··· Task input

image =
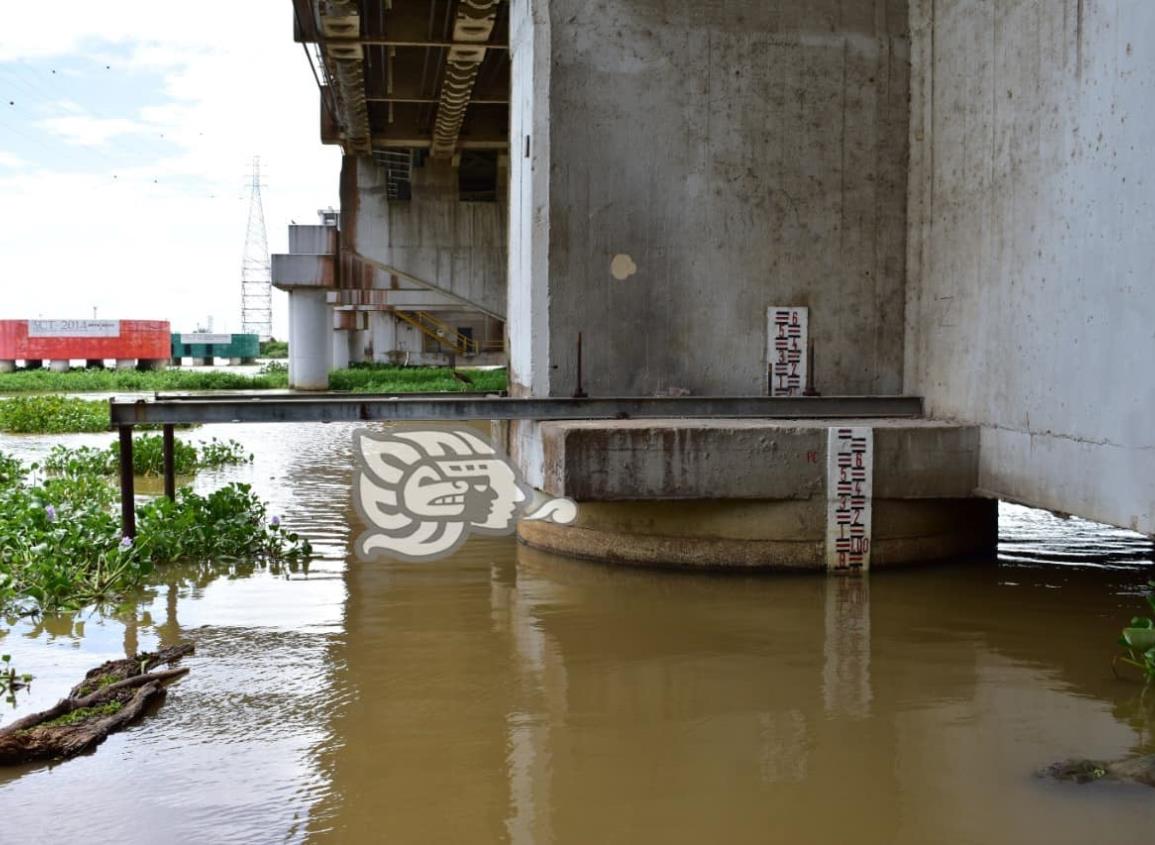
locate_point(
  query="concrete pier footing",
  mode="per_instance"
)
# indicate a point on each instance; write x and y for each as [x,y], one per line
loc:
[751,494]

······
··· Task input

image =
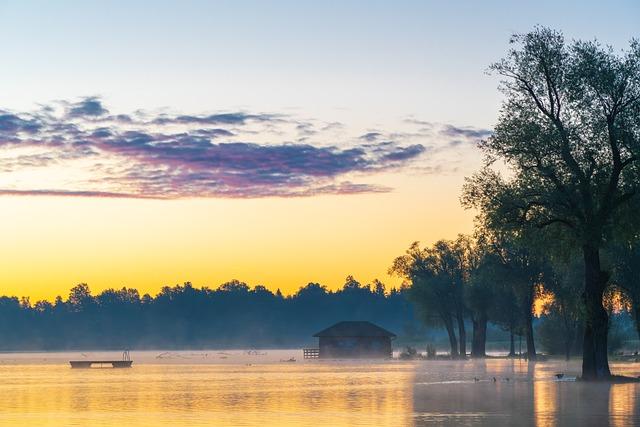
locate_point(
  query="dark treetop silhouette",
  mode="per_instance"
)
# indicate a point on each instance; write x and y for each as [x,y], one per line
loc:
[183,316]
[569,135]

······
··· Task input

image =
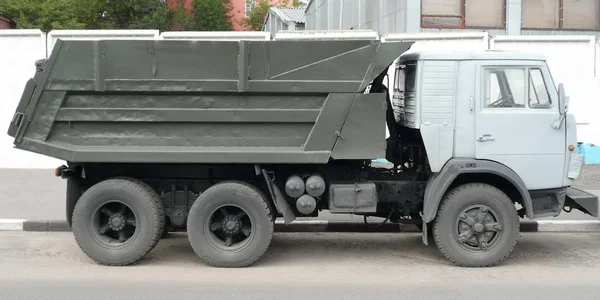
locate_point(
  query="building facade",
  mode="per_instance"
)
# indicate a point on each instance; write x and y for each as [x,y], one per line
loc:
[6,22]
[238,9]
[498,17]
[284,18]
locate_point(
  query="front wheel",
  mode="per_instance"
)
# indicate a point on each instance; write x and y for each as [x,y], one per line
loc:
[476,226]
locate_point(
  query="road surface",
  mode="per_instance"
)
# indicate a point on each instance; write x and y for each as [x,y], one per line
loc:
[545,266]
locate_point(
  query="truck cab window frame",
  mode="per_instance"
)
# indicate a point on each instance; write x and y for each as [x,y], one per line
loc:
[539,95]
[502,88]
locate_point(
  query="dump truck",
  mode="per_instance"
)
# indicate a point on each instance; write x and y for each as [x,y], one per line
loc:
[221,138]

······

What is asked - Report each line of the material above that contains the string "truck".

Exercise solution -
  query="truck cab window frame",
  query="dump truck",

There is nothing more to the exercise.